HIIT it hard to flex your brain

Updated: May 4, 2019

High Intensity Interval Training (HIIT) is the name for a work-out involving short bursts of vigorous activity, performed at maximum effort. That's probably going to be about 20-30 seconds of effort - certainly not more than a minute. The important thing is to go at it right up until your body just can't do it anymore. That might mean feeling muscle burn, or getting to a point when it would be difficult to carry out a conversation with someone because you're so out of breath.

This doesn't require a gym, or any equipment, because you can use whole-body exercises. For beginners, the recommendation is to keep it simple with exercises like jumping jacks, squats, push ups, crunches, lunges, or simply running on the spot. For the more advanced, more complicated exercises like burpees or single-leg deadlifts might be better.

So you've done the short burst of exercise, then you stop for a recovery period, either resting completely or doing light exercise. This rest period will depend on your fitness level, from a few seconds up to about 4 minutes. The important thing is that it's just long enough to allow you to do another 100% effort burst of exercise.

**Exercises:**
1/ Using the HIIT article, decide whether each statement agrees with it: (a) a burst of effort lasts no longer than a minute; (b) a gym is needed for this kind of workout; (c) the recovery period can last up to about ten minutes. Answer yes or no for each, quoting the words from the article that settle it.
2/ Go on with the HIIT article from its last sentence, in the same plain voice.
The data after this point is separate from the HIIT article and unrelated to it.

**Material shown:**
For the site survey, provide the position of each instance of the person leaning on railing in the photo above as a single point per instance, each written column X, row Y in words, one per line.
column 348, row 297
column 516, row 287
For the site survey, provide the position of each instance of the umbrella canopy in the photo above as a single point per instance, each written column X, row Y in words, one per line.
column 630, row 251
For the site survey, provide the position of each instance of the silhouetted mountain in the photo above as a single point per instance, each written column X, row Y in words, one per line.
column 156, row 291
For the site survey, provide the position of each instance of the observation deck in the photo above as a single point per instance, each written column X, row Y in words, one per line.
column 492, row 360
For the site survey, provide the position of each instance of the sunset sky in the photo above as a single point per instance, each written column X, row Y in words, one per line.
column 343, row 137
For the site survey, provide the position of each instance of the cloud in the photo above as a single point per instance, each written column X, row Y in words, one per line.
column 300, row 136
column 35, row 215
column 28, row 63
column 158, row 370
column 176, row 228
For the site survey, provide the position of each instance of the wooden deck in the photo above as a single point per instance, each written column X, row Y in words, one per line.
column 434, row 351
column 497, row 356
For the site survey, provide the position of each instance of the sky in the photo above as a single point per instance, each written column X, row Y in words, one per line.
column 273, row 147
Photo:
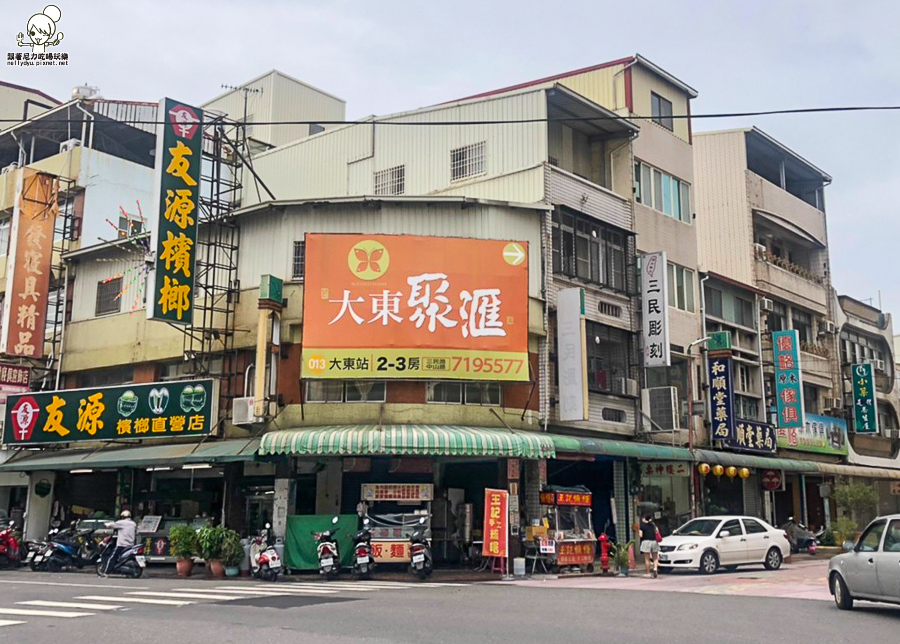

**Exercise results:**
1/
(a) Yes: "certainly not more than a minute."
(b) No: "This doesn't require a gym, or any equipment."
(c) No: "from a few seconds up to about 4 minutes."

2/
Obviously, when you're starting out on something like this you need to build it up slowly so that each time you push it a little harder you can check that your body is able to tolerate the stress you're putting it under. However, even at full stretch these short bursts of activity are typically repeated only 4-6 times, with the recovery periods in between. This means that the whole session should last less than 20 minutes, including warm-up and cool down stages. Also, this type of training should not be carried out every day as pushing your body so hard means that you need time to recover so something like 3 times per week is the maximum you should be doing this.


HIIT is particularly efficient at generating a protein called brain-derived neurotrophic factor (BDNF). Your brain needs BDNF for activity dependent neuronal plasticity - that's the ability to generate, re-shape and strengthen connections between brain cells in response to environmental influences. This allows more flexibility so that your brain can physically adapt to cope with challenging, stressful situations. Someone with altered levels of BDNF is less able to cope with difficulties and may be at an increased risk of depression and even suicidal behaviour. Specifically, it's a a low level of BDNF the hippocampus and medial prefrontal cortex which is associated with depression.

Established anti-depressant drugs were thought to work simply by increasing the activity of neurotransmitters such as serotonin. But increasingly it's been found that they increase the levels of BDNF, and that this might be the real reason why they help people feel less depressed.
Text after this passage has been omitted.